**問題 A:** プラズマ乳酸菌ワクチンの記事によると、キリンHDと感染研の共同研究が採択されたSCARDAの公募事業の助成期間はいつまでか、答えよ。
**問題 B:** プラズマ乳酸菌ワクチンの記事を、最後の文の後から書き継げ。

**演習文:**
キリンホールディングス(HD)は18日、機能性素材「プラズマ乳酸菌」を使ったワクチンで経鼻接種から感染防御効果を非臨床試験で確認したと発表した。国立感染症研究所との共同研究で、国の公募事業にも選ばれている。キリンHDは自然免疫の機能を高めるプラズマ乳酸菌の特徴を生かし、今後は臨床試験なども踏まえ、ワクチン開発を目指す。
国のワクチン開発の司令塔である先進的研究開発戦略センター(SCARDA)の公募事業で、キリンHDと感染研の共同研究は3月に採択された。助成期間は2026年1月まで。これまでプラズマ乳酸菌に新型コロナウイルスの増殖を抑える働きがあることは確認されていた。

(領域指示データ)

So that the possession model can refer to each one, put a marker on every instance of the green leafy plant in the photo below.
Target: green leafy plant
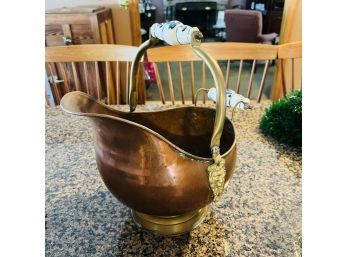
(283, 120)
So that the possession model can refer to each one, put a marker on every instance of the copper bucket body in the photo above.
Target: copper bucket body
(155, 162)
(167, 165)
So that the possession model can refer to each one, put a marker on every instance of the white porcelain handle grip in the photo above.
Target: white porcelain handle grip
(176, 33)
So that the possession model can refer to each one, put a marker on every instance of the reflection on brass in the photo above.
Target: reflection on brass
(217, 173)
(172, 225)
(166, 165)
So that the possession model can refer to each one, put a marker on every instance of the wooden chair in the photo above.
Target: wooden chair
(100, 70)
(289, 63)
(173, 58)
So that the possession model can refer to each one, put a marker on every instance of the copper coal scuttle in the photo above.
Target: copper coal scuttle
(168, 166)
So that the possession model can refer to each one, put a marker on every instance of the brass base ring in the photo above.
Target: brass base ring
(171, 225)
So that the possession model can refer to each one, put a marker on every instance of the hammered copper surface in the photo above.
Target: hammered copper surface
(155, 162)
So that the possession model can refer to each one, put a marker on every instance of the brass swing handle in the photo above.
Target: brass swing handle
(175, 33)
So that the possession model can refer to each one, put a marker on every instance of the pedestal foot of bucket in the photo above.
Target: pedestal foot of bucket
(171, 225)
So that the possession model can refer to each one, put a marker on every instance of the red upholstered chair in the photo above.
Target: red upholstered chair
(246, 26)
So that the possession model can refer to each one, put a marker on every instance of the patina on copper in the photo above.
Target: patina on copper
(168, 165)
(155, 162)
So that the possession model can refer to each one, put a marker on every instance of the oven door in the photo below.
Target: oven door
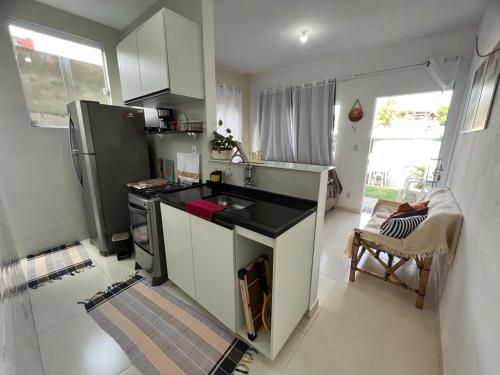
(140, 227)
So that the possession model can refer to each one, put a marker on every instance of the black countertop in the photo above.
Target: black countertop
(271, 215)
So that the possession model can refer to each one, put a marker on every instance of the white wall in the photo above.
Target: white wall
(470, 303)
(241, 81)
(37, 184)
(351, 164)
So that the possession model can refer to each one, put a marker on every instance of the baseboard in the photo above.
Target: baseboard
(348, 209)
(312, 310)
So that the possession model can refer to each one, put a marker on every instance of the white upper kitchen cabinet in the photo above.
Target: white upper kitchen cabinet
(128, 64)
(213, 254)
(185, 55)
(151, 44)
(169, 58)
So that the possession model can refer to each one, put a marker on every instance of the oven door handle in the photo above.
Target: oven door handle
(136, 208)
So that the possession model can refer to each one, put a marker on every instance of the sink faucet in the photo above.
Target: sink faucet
(248, 177)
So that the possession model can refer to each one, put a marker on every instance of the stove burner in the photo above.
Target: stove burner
(156, 191)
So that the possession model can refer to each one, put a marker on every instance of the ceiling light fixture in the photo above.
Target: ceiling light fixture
(303, 36)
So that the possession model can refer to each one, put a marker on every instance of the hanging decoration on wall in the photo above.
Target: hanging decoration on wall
(356, 112)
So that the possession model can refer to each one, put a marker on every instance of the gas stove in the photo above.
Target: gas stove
(154, 193)
(146, 229)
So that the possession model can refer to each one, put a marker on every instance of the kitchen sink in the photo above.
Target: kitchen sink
(230, 201)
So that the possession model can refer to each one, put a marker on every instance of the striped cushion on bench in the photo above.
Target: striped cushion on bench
(401, 227)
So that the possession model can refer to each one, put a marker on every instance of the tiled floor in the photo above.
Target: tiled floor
(364, 328)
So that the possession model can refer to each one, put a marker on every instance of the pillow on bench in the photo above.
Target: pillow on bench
(402, 226)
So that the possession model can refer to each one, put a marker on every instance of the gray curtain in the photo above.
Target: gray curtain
(296, 124)
(313, 118)
(277, 134)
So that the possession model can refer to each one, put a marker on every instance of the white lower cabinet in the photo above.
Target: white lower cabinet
(203, 259)
(178, 249)
(213, 253)
(200, 261)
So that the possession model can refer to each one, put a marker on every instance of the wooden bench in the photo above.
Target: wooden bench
(439, 233)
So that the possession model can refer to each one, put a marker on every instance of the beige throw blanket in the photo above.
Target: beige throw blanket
(439, 233)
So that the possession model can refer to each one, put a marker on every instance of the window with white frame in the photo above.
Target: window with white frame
(229, 110)
(56, 69)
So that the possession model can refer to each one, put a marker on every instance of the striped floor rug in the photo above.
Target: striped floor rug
(56, 262)
(163, 335)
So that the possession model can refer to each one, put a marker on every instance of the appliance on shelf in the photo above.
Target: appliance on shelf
(108, 149)
(165, 115)
(146, 228)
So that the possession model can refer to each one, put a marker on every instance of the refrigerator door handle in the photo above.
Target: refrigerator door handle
(74, 152)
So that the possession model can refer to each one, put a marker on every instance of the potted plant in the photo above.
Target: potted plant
(222, 146)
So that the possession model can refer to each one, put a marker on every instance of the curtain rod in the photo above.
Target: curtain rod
(383, 71)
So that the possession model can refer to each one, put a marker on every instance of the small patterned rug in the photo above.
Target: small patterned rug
(56, 262)
(163, 335)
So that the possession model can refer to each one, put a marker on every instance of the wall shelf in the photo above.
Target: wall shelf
(189, 133)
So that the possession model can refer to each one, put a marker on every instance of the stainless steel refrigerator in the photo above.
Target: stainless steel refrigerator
(109, 149)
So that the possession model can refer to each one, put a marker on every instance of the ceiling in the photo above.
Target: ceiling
(258, 35)
(114, 13)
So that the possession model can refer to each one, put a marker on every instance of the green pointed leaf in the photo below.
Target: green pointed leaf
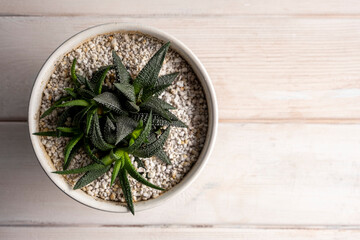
(139, 96)
(149, 74)
(78, 102)
(90, 85)
(139, 162)
(80, 115)
(71, 92)
(90, 167)
(166, 79)
(110, 101)
(116, 170)
(89, 118)
(74, 151)
(54, 105)
(62, 119)
(150, 149)
(98, 78)
(96, 136)
(81, 80)
(90, 153)
(127, 90)
(70, 146)
(162, 156)
(109, 131)
(133, 173)
(125, 186)
(122, 75)
(131, 107)
(143, 136)
(85, 93)
(90, 176)
(157, 90)
(72, 72)
(124, 126)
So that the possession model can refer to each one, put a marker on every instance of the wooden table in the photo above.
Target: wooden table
(287, 159)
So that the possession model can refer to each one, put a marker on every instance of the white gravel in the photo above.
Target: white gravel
(183, 145)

**解答 A:** 2026年1月までである。

**解答 B:**
今回は新たにワクチンを鼻から投与することで新型コロナウイルスやインフルエンザウイルスの感染を防ぐための免疫細胞の増加やウイルス増殖の抑制が確認されたという。経鼻型は気道粘膜に直接作用するため、呼吸器ウイルスが感染しやすい上気道での免疫応答を強化する効果も期待できる。
今後は投与濃度や頻度などを非臨床試験で確認し、臨床試験の実施を目指す。
プラズマ乳酸菌はキリンHDの独自素材。免疫の司令塔にあたる「プラズマサイトイド樹状細胞」に作用し、免疫細胞全体を活性化する機能があるとされる。機能性表示食品の原料として飲料やサプリメントにも使われている。